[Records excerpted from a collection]
────────

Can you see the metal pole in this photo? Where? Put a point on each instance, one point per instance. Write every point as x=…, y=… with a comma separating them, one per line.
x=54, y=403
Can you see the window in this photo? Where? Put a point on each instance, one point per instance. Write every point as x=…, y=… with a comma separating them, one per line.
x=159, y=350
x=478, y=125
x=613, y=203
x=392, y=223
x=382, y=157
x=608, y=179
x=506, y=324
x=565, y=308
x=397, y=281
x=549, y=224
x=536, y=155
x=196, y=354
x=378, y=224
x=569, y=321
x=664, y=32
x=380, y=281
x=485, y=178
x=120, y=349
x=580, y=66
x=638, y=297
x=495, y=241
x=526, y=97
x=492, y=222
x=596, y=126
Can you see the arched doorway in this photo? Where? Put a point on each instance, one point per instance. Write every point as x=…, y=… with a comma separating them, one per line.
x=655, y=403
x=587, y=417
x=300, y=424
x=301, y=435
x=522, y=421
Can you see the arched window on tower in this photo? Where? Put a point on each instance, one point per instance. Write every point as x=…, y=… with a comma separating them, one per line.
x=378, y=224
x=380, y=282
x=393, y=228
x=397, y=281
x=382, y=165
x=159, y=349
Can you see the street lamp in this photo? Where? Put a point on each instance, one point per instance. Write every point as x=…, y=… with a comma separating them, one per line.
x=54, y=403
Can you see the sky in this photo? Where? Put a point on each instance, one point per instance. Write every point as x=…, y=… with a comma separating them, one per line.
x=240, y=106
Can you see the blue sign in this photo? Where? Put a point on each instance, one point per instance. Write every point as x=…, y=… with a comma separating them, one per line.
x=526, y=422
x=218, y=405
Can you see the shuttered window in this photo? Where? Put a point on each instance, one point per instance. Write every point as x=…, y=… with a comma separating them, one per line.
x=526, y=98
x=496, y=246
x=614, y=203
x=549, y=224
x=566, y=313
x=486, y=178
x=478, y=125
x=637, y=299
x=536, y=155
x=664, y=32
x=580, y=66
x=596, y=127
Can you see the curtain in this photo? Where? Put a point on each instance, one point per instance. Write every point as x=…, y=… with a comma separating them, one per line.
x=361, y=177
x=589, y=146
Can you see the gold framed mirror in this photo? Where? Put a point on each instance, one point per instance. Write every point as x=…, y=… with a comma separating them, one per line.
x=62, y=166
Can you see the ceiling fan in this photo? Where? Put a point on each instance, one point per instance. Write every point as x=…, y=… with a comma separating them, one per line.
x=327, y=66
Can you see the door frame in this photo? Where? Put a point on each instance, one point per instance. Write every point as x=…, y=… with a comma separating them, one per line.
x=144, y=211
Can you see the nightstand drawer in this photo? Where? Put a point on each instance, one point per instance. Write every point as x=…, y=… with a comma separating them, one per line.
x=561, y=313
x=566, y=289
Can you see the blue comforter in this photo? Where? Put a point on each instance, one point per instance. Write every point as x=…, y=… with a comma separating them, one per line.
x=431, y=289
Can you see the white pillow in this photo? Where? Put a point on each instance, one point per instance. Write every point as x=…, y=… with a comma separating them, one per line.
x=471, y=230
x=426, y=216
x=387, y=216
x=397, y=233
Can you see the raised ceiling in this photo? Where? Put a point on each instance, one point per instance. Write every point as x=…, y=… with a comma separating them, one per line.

────────

Starting at the line that contains "Can you see the blue comforter", copy each line through the last one in the records, exactly, and output nothing else.

= WRITTEN SOLUTION =
Can you see the blue comforter in this photo? Where? Put a point on each instance, one point per instance. Write every point as x=…, y=… with a comma separating them, one per line.
x=431, y=289
Can you see the white pillow in this photo? Where? Put a point on each instance, one point per instance. Write every point as x=…, y=… with a comma separating them, one per line.
x=471, y=230
x=426, y=216
x=387, y=216
x=397, y=233
Can you see the raised ceiling in this photo? Where? Put a point on each instance, one point per instance. Write every point as x=…, y=… with a comma separating them, one per line.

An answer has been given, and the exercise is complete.